§ DATA RECORDS

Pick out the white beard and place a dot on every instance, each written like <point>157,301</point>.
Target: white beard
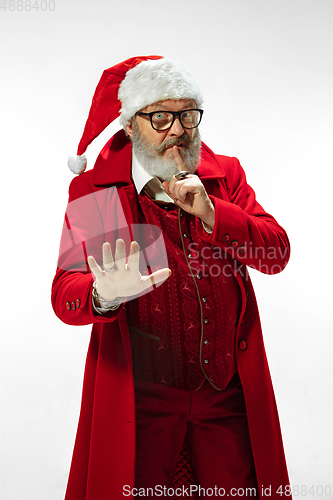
<point>164,167</point>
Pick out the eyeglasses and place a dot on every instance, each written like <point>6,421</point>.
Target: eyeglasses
<point>163,120</point>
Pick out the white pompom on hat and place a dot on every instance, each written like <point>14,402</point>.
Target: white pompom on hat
<point>128,87</point>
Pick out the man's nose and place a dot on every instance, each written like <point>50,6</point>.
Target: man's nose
<point>177,128</point>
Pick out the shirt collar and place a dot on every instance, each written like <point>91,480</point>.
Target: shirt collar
<point>139,174</point>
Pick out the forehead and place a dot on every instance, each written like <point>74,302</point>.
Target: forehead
<point>170,105</point>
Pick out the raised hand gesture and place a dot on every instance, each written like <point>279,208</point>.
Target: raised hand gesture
<point>121,279</point>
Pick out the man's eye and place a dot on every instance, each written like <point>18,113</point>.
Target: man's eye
<point>160,116</point>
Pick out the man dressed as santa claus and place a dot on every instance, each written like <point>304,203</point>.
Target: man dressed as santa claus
<point>154,253</point>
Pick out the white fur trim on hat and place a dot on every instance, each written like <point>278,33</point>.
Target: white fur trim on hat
<point>77,164</point>
<point>153,81</point>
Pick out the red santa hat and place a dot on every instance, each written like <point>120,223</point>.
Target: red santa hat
<point>128,87</point>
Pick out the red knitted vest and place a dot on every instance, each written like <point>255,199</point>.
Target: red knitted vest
<point>183,331</point>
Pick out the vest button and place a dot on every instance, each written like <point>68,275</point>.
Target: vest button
<point>242,345</point>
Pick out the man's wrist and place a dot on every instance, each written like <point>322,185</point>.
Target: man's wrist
<point>106,305</point>
<point>209,220</point>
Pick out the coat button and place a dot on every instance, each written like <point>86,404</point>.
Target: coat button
<point>242,345</point>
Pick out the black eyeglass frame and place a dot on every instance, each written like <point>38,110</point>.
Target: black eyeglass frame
<point>176,114</point>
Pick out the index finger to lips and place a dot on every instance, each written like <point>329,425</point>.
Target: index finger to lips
<point>178,159</point>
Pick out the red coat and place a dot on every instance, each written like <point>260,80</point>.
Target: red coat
<point>104,454</point>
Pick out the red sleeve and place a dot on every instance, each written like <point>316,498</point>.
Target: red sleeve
<point>242,227</point>
<point>83,235</point>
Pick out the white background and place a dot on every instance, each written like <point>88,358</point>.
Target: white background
<point>265,67</point>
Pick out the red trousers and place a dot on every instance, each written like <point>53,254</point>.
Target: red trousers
<point>213,425</point>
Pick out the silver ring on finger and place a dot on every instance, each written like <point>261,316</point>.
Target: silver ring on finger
<point>182,174</point>
<point>108,269</point>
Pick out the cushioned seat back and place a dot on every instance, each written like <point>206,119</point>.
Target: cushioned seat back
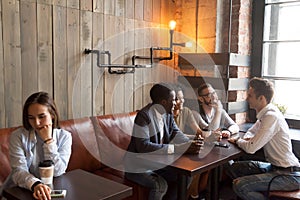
<point>85,154</point>
<point>4,153</point>
<point>113,133</point>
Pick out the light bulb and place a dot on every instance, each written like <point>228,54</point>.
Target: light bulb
<point>172,24</point>
<point>189,44</point>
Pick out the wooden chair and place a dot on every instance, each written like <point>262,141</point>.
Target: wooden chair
<point>284,194</point>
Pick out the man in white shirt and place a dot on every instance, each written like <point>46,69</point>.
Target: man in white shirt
<point>271,133</point>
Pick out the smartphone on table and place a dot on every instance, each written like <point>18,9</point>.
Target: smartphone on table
<point>58,193</point>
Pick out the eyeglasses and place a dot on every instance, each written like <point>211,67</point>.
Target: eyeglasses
<point>208,94</point>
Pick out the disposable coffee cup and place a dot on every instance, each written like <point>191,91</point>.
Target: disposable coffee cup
<point>46,169</point>
<point>206,133</point>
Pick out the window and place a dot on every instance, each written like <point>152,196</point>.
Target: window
<point>280,57</point>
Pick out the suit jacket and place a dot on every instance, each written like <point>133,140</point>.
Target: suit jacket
<point>146,136</point>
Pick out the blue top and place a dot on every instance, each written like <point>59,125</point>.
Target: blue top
<point>26,150</point>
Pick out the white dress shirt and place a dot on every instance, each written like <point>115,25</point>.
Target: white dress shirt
<point>271,133</point>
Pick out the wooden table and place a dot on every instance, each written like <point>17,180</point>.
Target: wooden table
<point>189,165</point>
<point>79,185</point>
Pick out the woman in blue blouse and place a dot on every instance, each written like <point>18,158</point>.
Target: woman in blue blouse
<point>39,139</point>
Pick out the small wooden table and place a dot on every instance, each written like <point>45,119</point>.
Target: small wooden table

§ DESCRIPTION OF THE TASK
Transcribe the material as is, with images omitted.

§ RESPONSE
Pick out the white beard and place a dot on every instance, each written like <point>157,301</point>.
Target: white beard
<point>164,167</point>
Pick out the eyeglasses and place a dot on every instance, each written like <point>6,421</point>.
Target: eyeglasses
<point>163,120</point>
Pick out the white pompom on hat and place a dot on every instance, each written like <point>14,402</point>.
Target: white pompom on hat
<point>128,87</point>
Pick out the man's nose and place a dot on every instance, each written like <point>50,6</point>.
Target: man's nose
<point>177,128</point>
Pick out the shirt collar and place a dot on every instance, each written like <point>91,480</point>.
Target: shirt collar
<point>139,174</point>
Pick out the forehead and place a dot on every instance, each written like <point>74,302</point>.
Target: forehead
<point>170,105</point>
Pick out the raised hand gesture and place a dot on every instance, each written like <point>279,208</point>.
Target: raised hand gesture
<point>121,279</point>
Pick out the man's eye and place a dot on every instance, each written like <point>18,113</point>.
Target: man's eye
<point>160,116</point>
Pick out the man dressed as santa claus and place a dot on every instance, each written like <point>304,203</point>.
Target: man dressed as santa claus
<point>154,253</point>
Pick out the white fur trim on hat and place a dot on every instance, each written like <point>278,33</point>.
Target: white fur trim on hat
<point>77,164</point>
<point>153,81</point>
Pick out the red santa hat and place a dot on every instance, each written like <point>120,223</point>.
Target: red santa hat
<point>128,87</point>
Pick out the red knitted vest and place a dot on every instance, each written like <point>255,199</point>.
Target: red knitted vest
<point>183,331</point>
Pick out the vest button and place a dot on every instance, each written like <point>68,275</point>.
Target: vest button
<point>242,345</point>
Pick out the man's wrist and place a dot on every instance, each written like <point>322,185</point>.
Target: man's wrist
<point>106,305</point>
<point>209,220</point>
Pick out the coat button and place a dot on every instance, each written like <point>86,404</point>.
Target: coat button
<point>242,345</point>
Pick out the black eyeglass frame and place a dot on every instance, each written like <point>38,110</point>.
Target: black eyeglass frame
<point>176,114</point>
Pick out the index finger to lips and place a dot on every instance, each written like <point>329,425</point>.
Target: index finger to lips
<point>178,159</point>
Pick out the red coat and place a dot on every instance, each written like <point>260,80</point>.
Target: red coat
<point>104,454</point>
Pick out the red sleeve and place a dot on every instance, each written like <point>316,498</point>.
Target: red sleeve
<point>242,227</point>
<point>83,235</point>
Pick out the white background and place a dot on every instance, each written like <point>88,358</point>.
Target: white background
<point>265,67</point>
Pick out the red trousers and place a dot on every instance, each written like <point>53,254</point>.
Target: red trousers
<point>213,425</point>
Pick out the silver ring on finger and place a dot on every instance, each written like <point>261,316</point>.
Target: silver ring on finger
<point>182,174</point>
<point>108,269</point>
Pick out the cushioned seat back and place a dot on every instance, each written like <point>206,119</point>.
Target: cushioned seat back
<point>85,154</point>
<point>4,153</point>
<point>113,133</point>
Pick out the light bulb and place a dot on every instance, each written like <point>228,54</point>.
Target: light bulb
<point>172,24</point>
<point>189,44</point>
Pick out the wooden chair and place a dot on every instance, each written like <point>262,141</point>.
Target: wooden chair
<point>284,194</point>
Pick out the man in white shirt and place a dot on every instance, each written like <point>46,69</point>.
Target: man in white shirt
<point>271,133</point>
Pick out the smartphone on table and place a dot on every instance, each written like <point>18,9</point>.
Target: smartphone on table
<point>58,193</point>
Pick out the eyeglasses and place a dot on every instance, each written like <point>211,67</point>.
Target: eyeglasses
<point>208,94</point>
Pick out the disposable coffee cup and place a dot on every instance, each written like <point>191,91</point>.
Target: disposable coffee cup
<point>46,169</point>
<point>206,133</point>
Pick out the window and place a dot on every instance, each written like <point>152,196</point>.
Target: window
<point>280,57</point>
Pick out the suit jacket and place a dot on every instance, each written like <point>133,140</point>.
Target: suit jacket
<point>146,136</point>
Pick out the blue top and place a dot on every instance, each written like <point>59,125</point>.
Target: blue top
<point>26,150</point>
Pick out the white dress shirt and place a dot on every instance, each written like <point>115,25</point>.
Target: white dress shirt
<point>271,133</point>
Pick out the wooden table and place a dot on every instance, each written like <point>17,180</point>.
Target: wooden table
<point>189,165</point>
<point>79,185</point>
Pick out the woman in blue blouse and place a dot on every instance, each written like <point>18,158</point>.
Target: woman in blue blouse
<point>39,139</point>
Pick out the small wooden table and place a dot on every instance, each written like <point>45,119</point>.
Target: small wooden table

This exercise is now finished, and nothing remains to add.